** TASK GOAL **
Reproduce verbatim only the lines of the records that begin at the line containing "In this exercise you will mark each instance of the eyeglasses" and continue through the last line of the records, including both of those lines.
* begin ENTRIES *
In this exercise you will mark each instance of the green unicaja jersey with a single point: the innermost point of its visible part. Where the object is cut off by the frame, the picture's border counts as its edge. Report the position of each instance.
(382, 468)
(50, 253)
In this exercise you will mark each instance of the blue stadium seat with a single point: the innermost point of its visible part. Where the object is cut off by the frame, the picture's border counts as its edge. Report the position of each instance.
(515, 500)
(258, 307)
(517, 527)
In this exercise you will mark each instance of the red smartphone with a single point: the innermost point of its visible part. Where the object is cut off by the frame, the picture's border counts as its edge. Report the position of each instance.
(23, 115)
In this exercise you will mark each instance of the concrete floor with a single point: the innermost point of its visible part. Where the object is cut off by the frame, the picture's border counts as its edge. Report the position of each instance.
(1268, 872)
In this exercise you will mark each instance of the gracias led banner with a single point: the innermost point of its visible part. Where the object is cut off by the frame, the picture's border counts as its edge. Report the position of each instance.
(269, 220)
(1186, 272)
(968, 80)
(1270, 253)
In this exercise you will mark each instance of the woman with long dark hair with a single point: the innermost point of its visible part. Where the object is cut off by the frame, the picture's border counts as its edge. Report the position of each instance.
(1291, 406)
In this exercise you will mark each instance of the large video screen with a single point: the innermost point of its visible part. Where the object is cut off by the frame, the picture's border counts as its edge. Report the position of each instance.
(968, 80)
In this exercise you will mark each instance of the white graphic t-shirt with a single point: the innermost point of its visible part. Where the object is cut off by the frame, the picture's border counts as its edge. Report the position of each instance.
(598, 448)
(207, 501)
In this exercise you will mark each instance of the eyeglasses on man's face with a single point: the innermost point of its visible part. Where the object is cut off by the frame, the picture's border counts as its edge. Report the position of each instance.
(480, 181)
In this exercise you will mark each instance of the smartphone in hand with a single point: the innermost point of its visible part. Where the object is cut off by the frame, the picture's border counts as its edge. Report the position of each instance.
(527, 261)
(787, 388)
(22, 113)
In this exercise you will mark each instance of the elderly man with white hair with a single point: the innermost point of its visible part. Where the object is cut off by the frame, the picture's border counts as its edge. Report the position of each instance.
* end ENTRIES *
** PROBLEM SOLUTION **
In this exercise you will mark each instance of the eyeglasses on man's face with a single point: the innermost point of its visible part. Where the object is cut off by the frame, the picture's border counts as its edge. Report the position of each instance.
(480, 181)
In this exercise you will mark each instance of the smartphone in hand with a single point: the innermost point of its visible part. Where the object is cut off by the frame, the picture's border counts as its edge. Report the position of each instance.
(527, 261)
(787, 388)
(22, 113)
In this exercise you will mark each instance of the elderly man with white hair with a single point: the innermost point of its visible part. Where the object is cut off by the frame, the picture's border counts as its edge. Report the position of each instance.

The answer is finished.